[Position annotation records]
● ● ● ● ● ● ●

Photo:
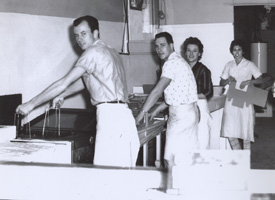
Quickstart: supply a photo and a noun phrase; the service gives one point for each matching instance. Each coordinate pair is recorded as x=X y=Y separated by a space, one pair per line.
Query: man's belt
x=113 y=102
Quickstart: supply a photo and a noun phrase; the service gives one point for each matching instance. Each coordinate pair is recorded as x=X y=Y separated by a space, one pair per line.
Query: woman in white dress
x=238 y=123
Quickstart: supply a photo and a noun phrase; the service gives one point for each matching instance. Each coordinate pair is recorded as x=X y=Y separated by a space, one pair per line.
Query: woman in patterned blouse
x=192 y=50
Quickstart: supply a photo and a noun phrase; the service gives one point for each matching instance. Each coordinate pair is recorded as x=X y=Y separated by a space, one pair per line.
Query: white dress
x=239 y=122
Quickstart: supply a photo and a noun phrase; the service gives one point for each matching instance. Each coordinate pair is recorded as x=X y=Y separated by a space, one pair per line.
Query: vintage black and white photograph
x=137 y=99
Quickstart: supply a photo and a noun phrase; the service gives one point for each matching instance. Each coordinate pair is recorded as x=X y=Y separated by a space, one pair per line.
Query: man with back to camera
x=101 y=67
x=178 y=83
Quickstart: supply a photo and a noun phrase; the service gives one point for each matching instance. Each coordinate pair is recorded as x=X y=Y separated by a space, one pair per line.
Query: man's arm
x=74 y=88
x=158 y=109
x=224 y=82
x=153 y=97
x=52 y=91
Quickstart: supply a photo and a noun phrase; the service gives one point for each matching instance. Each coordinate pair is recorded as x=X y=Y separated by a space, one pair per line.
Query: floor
x=263 y=149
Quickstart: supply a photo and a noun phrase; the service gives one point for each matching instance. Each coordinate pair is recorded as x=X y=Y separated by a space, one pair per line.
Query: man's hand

● ● ● ● ● ● ●

EXERCISE INSTRUCTIONS ::
Write out every one of the lines above word for word, leaving out the pictures.

TASK ANSWER ::
Photo:
Quickstart: supply a photo and a noun phrase; the service gives one point for each matching instance. Each coordinate pair is recorded as x=X y=Y separated by a space, one pair per line.
Query: man's belt
x=113 y=102
Quickstart: supply a photo and a noun phrase; the service gives one point for each matching instance. Each coordinate pair is recorded as x=X y=Y separated by a space, one pair per line.
Query: woman in white dress
x=238 y=123
Quickstart: supply a photo and a noun phrase; the service gives one point for each matching instance. Each coordinate pair is recorded as x=X y=Y separated by a space, one pair per line.
Query: woman in patterned blouse
x=192 y=50
Quickstart: supply a photo and a noun phrase; the service gives one point for each matching instance. Each coordinate pair is recorded as x=X y=Y separated by a space, one pair per line.
Query: white dress
x=239 y=122
Quickstart: supply a photo and a noun phrase; the service gives one point for each matching instance. Each coordinate pair is recorded as x=X y=Y separated by a space, one pair per line.
Query: vintage black and white photograph
x=137 y=99
Quickstart: supply a photo and a noun phrase; the service gives one point for each matching instance. Each coordinate pair is recorded as x=X y=Y separated by a space, one pair per line.
Query: man with back to camera
x=101 y=67
x=178 y=83
Quickstart: supply a photo and a noun phrase; the service gives one point for each matching instance. Each coordinate pair is recorded as x=X y=Y separated by a space, one pair per line.
Query: man's arm
x=74 y=88
x=158 y=109
x=224 y=82
x=153 y=97
x=52 y=91
Quickstart: supply a photo and a noun phrase; the service gives one point for each matching instance. Each coordinate pair is recorded as x=X y=Y separated by a space, one pair per line.
Query: floor
x=263 y=149
Quickstart: supply a photo and a noun phrase; the service gives one point for each matching instance. Each coordinate pair is recorded as x=X y=Y separated by a space, one pair per line.
Query: man's hand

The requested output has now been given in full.